*DIRECTIONS FOR THIS TASK*:
Count the lines in the items below that contain the string "throw", treating uppercase and lowercase as distinct. Give only the number.

*EXTRACTED MATERIAL*:
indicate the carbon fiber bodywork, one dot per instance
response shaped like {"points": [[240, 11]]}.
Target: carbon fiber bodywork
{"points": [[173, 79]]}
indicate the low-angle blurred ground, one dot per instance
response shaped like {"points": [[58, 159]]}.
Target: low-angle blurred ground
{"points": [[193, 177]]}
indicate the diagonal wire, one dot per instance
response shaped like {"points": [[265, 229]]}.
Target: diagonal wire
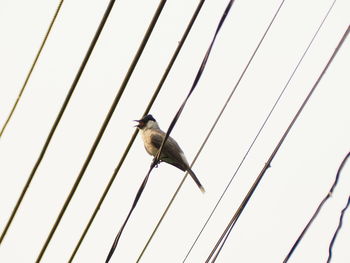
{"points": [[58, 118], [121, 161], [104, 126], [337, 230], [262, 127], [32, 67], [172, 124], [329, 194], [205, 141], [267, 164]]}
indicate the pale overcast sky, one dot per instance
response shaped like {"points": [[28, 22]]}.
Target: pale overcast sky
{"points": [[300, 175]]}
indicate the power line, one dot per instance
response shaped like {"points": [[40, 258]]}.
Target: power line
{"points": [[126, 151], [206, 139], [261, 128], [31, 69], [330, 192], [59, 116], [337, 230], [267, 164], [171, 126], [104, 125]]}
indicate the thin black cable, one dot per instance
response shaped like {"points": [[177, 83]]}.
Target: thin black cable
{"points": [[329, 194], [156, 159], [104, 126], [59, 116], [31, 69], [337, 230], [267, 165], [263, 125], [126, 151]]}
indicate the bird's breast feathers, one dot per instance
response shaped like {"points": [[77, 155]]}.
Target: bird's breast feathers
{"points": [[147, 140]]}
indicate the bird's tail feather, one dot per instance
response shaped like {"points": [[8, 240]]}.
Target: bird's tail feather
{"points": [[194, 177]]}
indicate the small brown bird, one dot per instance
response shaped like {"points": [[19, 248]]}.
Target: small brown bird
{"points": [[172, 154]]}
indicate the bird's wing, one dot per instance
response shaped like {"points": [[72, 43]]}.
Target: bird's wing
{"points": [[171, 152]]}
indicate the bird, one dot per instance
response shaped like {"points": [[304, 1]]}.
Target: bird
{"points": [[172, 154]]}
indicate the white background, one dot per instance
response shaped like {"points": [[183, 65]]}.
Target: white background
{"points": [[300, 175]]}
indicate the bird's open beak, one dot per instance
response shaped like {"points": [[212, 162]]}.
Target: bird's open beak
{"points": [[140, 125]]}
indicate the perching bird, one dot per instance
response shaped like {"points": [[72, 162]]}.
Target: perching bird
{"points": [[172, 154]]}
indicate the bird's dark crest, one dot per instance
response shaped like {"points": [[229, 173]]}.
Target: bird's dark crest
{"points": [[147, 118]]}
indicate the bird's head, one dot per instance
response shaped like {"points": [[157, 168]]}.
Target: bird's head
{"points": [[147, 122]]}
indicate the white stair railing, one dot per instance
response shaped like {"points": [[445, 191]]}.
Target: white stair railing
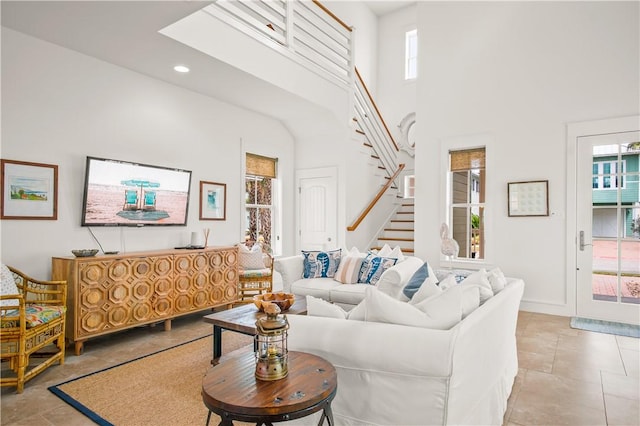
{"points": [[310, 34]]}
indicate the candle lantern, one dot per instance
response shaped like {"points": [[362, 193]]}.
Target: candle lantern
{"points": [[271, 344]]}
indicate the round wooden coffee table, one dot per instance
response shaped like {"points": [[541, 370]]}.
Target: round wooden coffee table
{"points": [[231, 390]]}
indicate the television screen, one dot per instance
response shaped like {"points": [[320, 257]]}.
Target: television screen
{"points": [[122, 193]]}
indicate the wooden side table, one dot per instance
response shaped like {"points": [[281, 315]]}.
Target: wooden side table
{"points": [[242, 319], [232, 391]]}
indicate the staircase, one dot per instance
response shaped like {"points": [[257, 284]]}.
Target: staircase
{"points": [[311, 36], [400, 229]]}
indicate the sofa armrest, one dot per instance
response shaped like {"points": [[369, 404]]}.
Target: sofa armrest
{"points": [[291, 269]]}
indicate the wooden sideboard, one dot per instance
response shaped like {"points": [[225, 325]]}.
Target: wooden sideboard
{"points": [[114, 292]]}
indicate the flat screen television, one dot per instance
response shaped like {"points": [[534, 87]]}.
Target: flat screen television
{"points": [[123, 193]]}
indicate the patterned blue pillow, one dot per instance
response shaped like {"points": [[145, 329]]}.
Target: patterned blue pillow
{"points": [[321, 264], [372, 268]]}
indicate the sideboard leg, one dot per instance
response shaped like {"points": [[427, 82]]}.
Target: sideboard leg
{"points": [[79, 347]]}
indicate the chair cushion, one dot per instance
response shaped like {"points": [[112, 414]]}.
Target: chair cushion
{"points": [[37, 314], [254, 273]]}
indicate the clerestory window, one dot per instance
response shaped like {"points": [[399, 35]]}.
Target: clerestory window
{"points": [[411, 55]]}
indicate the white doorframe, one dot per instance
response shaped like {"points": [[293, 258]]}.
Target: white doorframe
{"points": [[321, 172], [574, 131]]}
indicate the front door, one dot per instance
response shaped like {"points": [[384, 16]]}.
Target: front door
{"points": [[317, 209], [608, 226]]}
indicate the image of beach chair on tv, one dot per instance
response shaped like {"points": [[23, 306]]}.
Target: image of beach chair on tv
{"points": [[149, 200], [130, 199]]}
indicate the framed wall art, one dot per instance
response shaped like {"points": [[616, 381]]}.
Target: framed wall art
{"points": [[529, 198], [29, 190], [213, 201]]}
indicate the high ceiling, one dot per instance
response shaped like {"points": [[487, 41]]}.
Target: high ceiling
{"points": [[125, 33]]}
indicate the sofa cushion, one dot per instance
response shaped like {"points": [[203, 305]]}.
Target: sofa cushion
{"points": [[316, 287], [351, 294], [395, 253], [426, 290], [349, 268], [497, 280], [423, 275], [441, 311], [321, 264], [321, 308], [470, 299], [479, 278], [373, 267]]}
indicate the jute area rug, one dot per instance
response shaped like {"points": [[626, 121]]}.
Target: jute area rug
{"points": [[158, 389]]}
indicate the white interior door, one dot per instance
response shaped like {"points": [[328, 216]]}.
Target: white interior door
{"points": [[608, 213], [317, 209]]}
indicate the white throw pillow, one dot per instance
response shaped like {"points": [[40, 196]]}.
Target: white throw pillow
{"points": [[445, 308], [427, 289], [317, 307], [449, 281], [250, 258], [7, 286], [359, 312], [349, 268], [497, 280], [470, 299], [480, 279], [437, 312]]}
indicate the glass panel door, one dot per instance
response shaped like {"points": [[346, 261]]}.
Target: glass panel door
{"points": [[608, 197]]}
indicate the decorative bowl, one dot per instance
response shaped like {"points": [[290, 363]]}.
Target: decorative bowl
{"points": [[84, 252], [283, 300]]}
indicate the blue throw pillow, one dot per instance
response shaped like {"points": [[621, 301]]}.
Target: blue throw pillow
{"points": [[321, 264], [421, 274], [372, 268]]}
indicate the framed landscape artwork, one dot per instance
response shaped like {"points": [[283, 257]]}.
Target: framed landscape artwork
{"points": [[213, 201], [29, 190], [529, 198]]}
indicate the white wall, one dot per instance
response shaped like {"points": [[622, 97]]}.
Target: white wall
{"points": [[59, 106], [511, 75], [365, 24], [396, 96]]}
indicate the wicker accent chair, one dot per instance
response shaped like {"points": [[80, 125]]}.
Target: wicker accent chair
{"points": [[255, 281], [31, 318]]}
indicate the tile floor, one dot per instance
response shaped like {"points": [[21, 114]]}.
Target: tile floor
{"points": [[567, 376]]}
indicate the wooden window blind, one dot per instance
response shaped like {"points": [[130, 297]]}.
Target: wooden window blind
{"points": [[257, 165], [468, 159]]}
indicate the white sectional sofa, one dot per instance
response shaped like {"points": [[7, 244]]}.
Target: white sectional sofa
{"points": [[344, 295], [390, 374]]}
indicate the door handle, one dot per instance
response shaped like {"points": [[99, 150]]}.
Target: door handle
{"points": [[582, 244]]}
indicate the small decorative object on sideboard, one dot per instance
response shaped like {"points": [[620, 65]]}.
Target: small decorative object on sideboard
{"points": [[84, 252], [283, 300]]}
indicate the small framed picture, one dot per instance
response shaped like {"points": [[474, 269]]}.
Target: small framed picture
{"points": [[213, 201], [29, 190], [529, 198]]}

...

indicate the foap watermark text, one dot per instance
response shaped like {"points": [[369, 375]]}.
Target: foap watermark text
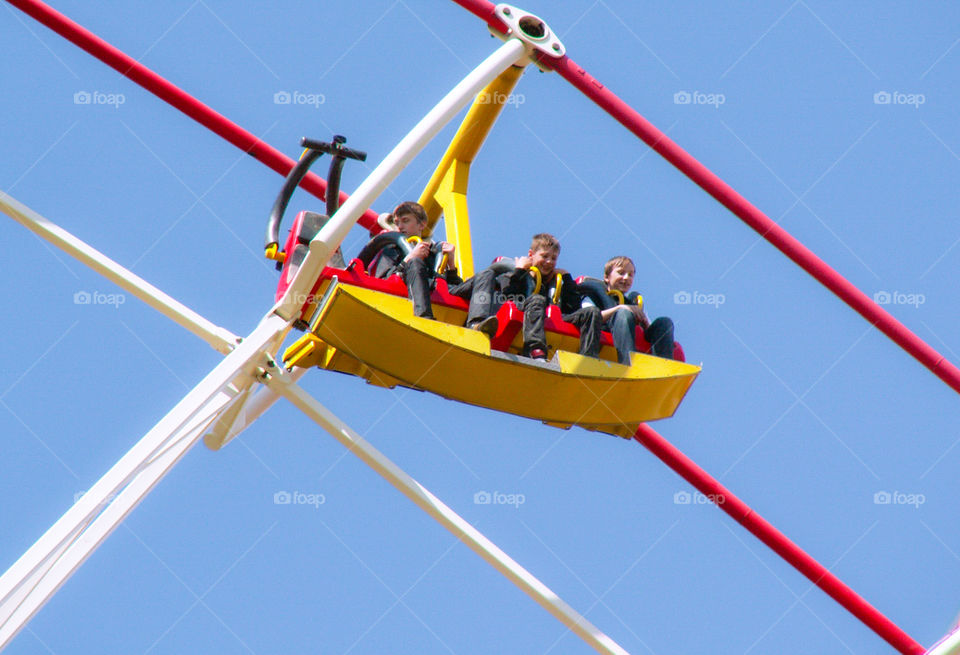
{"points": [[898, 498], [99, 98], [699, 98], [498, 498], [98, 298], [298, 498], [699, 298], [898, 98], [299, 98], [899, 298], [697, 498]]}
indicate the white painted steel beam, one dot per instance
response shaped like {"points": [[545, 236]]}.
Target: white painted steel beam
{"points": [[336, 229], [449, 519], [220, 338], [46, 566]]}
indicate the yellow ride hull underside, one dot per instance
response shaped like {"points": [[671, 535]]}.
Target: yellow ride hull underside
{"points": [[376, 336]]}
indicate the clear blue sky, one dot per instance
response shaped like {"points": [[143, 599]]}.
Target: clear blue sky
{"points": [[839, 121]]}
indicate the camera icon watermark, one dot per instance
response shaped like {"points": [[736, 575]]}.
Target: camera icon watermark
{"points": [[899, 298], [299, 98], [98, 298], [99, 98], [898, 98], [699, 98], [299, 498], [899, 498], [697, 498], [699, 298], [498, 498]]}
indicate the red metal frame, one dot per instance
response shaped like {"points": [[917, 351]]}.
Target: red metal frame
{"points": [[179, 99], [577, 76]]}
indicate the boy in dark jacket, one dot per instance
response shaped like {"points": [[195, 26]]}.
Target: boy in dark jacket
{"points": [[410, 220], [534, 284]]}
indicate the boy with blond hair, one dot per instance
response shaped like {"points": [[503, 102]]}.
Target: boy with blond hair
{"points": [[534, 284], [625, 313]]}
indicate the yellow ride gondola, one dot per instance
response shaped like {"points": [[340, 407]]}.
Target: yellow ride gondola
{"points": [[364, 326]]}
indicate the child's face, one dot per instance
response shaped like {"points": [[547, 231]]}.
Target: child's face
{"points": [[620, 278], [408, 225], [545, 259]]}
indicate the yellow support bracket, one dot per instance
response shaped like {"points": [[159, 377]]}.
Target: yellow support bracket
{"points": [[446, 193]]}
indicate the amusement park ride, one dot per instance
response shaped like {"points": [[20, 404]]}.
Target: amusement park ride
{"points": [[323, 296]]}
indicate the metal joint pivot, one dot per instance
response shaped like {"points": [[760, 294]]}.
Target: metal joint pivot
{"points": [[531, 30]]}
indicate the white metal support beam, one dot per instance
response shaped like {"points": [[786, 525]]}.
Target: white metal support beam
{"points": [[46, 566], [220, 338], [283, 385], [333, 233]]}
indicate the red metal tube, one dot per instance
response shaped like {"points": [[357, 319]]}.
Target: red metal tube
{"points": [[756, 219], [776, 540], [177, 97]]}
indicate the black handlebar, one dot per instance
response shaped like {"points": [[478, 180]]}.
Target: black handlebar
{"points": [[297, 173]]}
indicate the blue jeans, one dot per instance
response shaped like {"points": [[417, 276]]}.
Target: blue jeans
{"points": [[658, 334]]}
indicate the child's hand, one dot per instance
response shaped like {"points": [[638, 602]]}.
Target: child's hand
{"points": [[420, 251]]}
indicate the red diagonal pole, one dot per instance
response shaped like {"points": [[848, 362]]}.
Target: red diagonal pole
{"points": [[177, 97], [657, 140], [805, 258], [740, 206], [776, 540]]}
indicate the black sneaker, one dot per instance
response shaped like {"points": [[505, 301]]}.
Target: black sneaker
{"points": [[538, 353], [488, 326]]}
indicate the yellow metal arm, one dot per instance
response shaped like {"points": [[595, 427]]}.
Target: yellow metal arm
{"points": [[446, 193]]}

*PROBLEM SOLUTION*:
4